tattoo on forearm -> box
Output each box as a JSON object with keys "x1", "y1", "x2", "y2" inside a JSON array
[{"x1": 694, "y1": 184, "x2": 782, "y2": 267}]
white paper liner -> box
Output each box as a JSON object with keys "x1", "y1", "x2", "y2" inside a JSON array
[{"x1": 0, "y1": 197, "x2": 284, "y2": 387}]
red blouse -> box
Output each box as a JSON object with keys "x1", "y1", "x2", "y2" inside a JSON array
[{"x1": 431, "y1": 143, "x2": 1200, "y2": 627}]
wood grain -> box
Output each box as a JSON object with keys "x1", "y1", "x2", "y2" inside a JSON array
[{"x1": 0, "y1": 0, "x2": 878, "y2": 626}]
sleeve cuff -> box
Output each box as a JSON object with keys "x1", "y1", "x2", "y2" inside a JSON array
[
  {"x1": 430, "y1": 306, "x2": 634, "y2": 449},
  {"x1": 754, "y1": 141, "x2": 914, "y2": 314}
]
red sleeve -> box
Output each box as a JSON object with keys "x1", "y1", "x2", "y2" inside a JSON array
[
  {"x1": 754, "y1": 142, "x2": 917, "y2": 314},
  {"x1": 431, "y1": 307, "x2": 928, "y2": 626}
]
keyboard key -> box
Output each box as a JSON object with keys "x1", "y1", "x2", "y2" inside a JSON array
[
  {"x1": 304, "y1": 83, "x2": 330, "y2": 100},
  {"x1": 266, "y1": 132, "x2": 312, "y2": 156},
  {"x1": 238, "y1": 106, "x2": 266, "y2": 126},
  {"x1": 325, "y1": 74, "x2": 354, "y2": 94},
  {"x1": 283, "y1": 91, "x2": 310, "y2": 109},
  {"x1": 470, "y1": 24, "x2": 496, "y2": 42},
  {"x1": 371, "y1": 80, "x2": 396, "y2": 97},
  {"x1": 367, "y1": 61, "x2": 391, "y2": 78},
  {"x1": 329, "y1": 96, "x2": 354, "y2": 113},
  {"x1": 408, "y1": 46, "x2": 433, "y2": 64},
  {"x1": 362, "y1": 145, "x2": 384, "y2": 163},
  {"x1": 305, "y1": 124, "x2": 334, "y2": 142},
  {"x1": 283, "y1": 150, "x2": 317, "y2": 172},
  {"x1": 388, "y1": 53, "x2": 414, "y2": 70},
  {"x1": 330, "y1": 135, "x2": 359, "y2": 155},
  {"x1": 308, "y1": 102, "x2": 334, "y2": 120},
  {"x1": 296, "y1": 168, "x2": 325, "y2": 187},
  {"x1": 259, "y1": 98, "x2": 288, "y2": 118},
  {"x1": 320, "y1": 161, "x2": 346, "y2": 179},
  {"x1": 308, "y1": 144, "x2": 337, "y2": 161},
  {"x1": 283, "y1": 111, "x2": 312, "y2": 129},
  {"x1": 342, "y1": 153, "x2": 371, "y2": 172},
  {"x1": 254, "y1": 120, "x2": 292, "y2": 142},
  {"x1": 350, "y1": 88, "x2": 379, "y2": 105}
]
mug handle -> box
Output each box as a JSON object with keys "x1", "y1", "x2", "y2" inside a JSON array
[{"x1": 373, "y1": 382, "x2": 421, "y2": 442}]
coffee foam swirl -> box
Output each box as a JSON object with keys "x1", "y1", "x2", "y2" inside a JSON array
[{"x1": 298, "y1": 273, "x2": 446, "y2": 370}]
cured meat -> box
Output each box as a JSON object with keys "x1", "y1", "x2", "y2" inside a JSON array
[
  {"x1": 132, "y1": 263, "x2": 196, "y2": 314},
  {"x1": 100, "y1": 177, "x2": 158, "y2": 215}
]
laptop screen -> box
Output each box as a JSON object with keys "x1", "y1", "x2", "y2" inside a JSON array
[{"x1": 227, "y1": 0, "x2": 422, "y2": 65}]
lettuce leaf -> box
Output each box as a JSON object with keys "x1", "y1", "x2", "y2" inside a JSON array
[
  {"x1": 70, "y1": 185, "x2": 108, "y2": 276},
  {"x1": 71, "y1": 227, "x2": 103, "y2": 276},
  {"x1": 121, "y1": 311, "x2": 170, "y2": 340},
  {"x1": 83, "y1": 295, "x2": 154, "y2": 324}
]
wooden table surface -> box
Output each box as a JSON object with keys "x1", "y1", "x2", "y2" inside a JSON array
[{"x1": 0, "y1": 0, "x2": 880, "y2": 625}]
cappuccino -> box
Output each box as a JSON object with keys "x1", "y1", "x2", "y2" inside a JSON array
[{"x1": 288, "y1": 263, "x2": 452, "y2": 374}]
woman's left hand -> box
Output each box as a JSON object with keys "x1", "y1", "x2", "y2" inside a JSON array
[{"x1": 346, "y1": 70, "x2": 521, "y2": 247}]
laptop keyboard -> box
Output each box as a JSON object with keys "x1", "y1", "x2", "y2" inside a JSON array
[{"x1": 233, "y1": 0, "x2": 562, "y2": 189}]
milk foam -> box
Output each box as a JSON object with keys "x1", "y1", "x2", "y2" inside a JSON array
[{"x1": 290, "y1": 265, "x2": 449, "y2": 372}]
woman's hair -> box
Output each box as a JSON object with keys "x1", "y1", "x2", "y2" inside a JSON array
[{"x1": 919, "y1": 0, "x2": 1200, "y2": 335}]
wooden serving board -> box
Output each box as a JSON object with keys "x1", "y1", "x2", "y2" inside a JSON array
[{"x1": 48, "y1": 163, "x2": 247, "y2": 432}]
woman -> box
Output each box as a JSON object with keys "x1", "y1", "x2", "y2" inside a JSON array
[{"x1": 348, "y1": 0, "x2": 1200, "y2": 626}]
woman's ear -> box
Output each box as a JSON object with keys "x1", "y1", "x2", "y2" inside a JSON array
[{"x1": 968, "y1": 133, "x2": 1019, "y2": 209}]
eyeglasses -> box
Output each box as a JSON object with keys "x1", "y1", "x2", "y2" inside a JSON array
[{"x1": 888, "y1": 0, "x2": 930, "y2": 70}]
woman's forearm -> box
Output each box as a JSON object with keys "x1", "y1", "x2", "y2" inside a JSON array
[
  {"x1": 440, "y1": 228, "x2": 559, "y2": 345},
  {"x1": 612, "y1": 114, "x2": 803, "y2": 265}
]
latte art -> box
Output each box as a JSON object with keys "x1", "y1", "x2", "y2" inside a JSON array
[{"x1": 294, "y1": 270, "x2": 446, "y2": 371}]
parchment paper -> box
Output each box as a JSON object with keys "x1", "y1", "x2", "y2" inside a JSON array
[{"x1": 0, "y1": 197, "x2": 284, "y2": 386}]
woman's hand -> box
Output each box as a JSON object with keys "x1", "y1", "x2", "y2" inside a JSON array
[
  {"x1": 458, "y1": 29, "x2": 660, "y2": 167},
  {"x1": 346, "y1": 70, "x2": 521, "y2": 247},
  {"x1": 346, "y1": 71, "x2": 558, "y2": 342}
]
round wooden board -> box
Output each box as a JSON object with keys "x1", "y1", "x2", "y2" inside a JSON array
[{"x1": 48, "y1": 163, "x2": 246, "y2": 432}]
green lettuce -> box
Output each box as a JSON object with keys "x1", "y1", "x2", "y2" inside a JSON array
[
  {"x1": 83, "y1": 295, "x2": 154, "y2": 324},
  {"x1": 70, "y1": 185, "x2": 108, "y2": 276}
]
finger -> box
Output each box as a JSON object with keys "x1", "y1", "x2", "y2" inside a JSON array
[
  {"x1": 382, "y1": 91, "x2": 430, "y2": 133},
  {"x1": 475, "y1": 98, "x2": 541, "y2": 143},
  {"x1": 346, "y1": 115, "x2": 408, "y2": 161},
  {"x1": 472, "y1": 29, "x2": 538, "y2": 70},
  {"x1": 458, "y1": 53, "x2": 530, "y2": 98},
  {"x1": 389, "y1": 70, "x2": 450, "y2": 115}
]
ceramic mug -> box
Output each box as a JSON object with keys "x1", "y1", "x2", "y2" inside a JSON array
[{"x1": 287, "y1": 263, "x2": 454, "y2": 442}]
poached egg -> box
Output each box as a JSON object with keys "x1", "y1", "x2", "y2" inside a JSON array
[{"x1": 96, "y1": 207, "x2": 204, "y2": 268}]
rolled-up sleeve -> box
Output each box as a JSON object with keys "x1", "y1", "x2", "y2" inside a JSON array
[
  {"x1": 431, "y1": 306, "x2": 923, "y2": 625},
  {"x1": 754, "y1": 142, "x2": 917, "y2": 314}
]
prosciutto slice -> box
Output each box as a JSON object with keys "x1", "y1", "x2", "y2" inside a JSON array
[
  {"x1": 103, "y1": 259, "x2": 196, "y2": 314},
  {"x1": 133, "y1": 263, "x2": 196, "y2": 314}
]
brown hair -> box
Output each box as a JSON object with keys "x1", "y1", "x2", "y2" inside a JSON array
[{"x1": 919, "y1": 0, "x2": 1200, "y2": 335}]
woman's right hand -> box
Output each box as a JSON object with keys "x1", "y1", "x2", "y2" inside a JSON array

:::

Filter the records above and copy out each line that contains the string "forearm".

SOLUTION TO THIS EXERCISE —
tattoo on forearm -> box
woman's forearm -> box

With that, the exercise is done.